> EXERCISE AIM: If a line below includes the string "black", copy it.

(AVAILABLE RECORDS)

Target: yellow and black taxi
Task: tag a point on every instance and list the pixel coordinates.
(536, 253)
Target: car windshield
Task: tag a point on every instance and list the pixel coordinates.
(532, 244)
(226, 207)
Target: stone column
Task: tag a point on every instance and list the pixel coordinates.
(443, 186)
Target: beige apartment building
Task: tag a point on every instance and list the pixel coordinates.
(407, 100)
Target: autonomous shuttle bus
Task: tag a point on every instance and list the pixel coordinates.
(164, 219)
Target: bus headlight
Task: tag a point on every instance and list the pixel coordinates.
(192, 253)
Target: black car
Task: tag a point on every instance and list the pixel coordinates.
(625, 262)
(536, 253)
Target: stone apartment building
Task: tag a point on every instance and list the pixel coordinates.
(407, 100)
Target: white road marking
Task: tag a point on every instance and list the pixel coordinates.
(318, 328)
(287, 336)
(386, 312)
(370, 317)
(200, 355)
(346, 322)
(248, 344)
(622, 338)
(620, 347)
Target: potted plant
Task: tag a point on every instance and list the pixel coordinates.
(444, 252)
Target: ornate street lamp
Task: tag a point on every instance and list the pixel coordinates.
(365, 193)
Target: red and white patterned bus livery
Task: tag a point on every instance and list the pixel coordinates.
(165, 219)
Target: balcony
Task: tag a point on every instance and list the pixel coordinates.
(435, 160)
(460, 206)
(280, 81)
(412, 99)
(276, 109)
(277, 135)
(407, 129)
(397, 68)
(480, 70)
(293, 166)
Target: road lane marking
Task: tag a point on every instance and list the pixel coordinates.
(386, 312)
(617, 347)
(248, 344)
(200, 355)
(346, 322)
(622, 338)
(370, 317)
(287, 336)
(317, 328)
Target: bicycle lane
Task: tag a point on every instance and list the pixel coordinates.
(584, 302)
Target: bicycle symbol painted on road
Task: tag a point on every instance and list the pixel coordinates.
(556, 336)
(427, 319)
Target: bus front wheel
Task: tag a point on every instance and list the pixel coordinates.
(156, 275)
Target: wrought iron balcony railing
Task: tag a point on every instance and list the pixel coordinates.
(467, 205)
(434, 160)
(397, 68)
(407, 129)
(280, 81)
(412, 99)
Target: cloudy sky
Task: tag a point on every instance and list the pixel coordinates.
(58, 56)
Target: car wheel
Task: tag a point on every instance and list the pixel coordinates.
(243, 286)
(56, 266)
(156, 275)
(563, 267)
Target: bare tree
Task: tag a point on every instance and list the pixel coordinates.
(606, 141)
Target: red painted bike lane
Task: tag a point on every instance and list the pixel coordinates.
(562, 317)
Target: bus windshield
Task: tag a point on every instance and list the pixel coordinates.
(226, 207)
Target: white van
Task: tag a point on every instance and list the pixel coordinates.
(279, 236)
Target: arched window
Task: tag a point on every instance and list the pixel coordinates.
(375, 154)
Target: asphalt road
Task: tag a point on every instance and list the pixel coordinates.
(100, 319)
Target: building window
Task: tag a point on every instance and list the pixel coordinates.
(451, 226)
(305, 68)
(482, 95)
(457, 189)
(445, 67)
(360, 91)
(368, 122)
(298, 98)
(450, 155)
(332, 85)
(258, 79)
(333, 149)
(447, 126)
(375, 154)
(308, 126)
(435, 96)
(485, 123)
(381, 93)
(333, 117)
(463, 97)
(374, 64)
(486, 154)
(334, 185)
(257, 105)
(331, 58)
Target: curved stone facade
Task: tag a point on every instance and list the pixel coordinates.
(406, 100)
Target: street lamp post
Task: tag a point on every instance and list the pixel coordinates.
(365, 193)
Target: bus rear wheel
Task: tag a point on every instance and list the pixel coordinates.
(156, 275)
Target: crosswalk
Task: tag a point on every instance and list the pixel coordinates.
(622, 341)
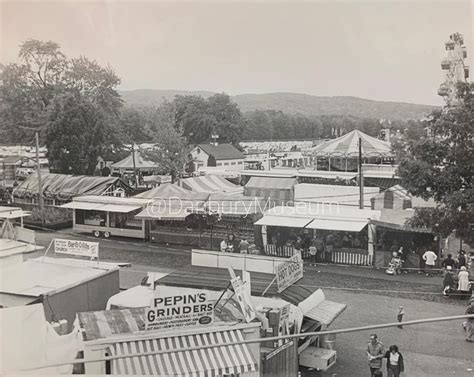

(End AVAILABLE RECORDS)

> SOLUTION FOR THIS EXERCISE:
Target: yellow and black taxi
Target: black car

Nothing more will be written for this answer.